◆ Problem statement
Please copy every row below word for word, leaving out the pictures.

◆ Spatial annotation rows

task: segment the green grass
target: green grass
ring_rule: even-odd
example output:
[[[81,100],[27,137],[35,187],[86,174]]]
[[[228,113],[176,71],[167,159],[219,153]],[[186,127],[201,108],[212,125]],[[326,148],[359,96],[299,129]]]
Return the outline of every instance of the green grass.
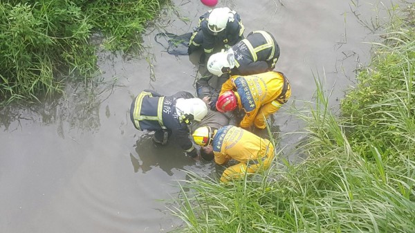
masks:
[[[0,3],[0,105],[62,93],[70,77],[97,71],[97,42],[110,50],[139,49],[161,0],[26,0]],[[99,41],[98,44],[101,43]]]
[[[299,164],[219,184],[188,171],[172,213],[178,232],[415,232],[415,4],[393,19],[370,66],[329,109],[318,75],[315,102],[294,113],[307,141]]]

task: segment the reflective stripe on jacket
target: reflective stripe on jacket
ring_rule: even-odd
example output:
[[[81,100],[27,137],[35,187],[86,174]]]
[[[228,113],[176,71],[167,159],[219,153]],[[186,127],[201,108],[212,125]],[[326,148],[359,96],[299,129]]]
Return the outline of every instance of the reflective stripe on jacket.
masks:
[[[163,96],[155,91],[145,90],[131,103],[130,117],[134,127],[141,131],[169,130],[176,143],[190,152],[194,145],[189,138],[189,129],[181,122],[176,112],[176,102],[179,98],[194,97],[187,91],[170,96]]]
[[[203,47],[205,53],[210,53],[213,51],[216,41],[221,41],[225,44],[233,46],[239,41],[240,37],[243,37],[245,30],[239,15],[236,11],[232,10],[234,17],[232,20],[228,21],[226,28],[219,32],[211,31],[208,24],[208,19],[209,19],[211,12],[212,10],[200,17],[198,29],[196,29],[196,30],[202,30],[203,32]]]
[[[270,151],[270,142],[234,126],[219,129],[213,138],[214,161],[225,164],[231,158],[241,162],[257,160]]]
[[[262,105],[274,100],[280,100],[282,95],[290,88],[288,80],[284,74],[277,71],[268,71],[252,75],[231,76],[222,85],[221,94],[229,90],[238,93],[235,95],[238,106],[239,109],[243,109],[246,112],[242,120],[250,125],[255,120],[257,110]],[[285,102],[286,99],[284,99]]]
[[[235,57],[232,75],[253,75],[273,68],[279,57],[279,46],[270,33],[264,30],[250,32],[232,47]]]

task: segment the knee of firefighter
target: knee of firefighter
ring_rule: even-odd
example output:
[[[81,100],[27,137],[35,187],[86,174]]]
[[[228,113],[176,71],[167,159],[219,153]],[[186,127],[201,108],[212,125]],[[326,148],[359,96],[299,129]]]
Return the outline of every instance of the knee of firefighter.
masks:
[[[157,131],[153,136],[153,140],[155,143],[166,145],[169,140],[169,132],[167,130]]]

◆ Worked answer
task: segment the green grass
target: green grass
ring_rule: even-odd
example output:
[[[81,100],[27,137],[35,187],[86,174]]]
[[[228,113],[176,71],[167,159],[219,153]],[[186,127],[201,108],[212,125]],[[326,148],[359,96],[299,129]]]
Return the outline of every instance of the green grass.
masks:
[[[0,3],[0,105],[62,93],[70,77],[97,71],[97,42],[110,50],[139,49],[161,0],[26,0]],[[99,41],[98,44],[101,43]]]
[[[299,164],[219,184],[188,171],[172,213],[178,232],[415,232],[415,4],[393,19],[370,66],[329,109],[318,75],[315,102],[294,113],[307,141]]]

task: segment the reflective stripe on jacket
target: reflective stripe on jacket
ring_rule: even-odd
example output:
[[[81,100],[27,137],[35,187],[86,174]]]
[[[228,113],[176,71],[167,159],[219,153]],[[186,127],[201,108],[212,125]],[[326,148],[359,96],[299,129]]]
Return the outline of every instance of the reflective stripe on jacket.
masks:
[[[163,96],[155,91],[145,90],[131,103],[130,117],[134,127],[141,131],[169,130],[176,143],[190,152],[194,145],[189,138],[189,129],[181,122],[176,112],[176,102],[179,98],[194,97],[187,91],[170,96]]]
[[[203,47],[205,53],[210,53],[213,51],[216,41],[221,41],[225,44],[233,46],[239,41],[240,37],[243,37],[245,30],[239,15],[236,11],[232,10],[234,17],[232,20],[228,21],[226,28],[219,32],[211,31],[208,24],[208,19],[209,19],[211,12],[212,10],[200,17],[198,29],[196,29],[196,30],[202,30],[203,32]]]
[[[270,151],[270,142],[234,126],[219,129],[213,138],[214,161],[225,164],[231,158],[241,162],[257,160]]]
[[[262,105],[274,100],[280,100],[282,95],[290,88],[288,80],[284,74],[277,71],[268,71],[252,75],[231,76],[222,85],[221,94],[229,90],[238,93],[235,95],[238,106],[239,109],[243,109],[246,112],[242,120],[250,125],[255,120],[257,110]],[[285,102],[286,99],[284,99]]]
[[[235,57],[232,75],[253,75],[273,68],[279,57],[279,46],[270,33],[264,30],[250,32],[232,47]]]

task: segment the knee of firefighter
target: knee of firefighter
ring_rule: even-odd
example output:
[[[81,100],[27,137],[35,187],[86,174]]]
[[[228,113],[176,71],[167,159],[219,153]],[[186,127],[201,108],[212,125]],[[326,148],[359,96],[299,129]]]
Return the outline of every instance of the knee of firefighter.
masks:
[[[157,131],[153,136],[153,140],[155,143],[166,145],[169,140],[169,132],[167,130]]]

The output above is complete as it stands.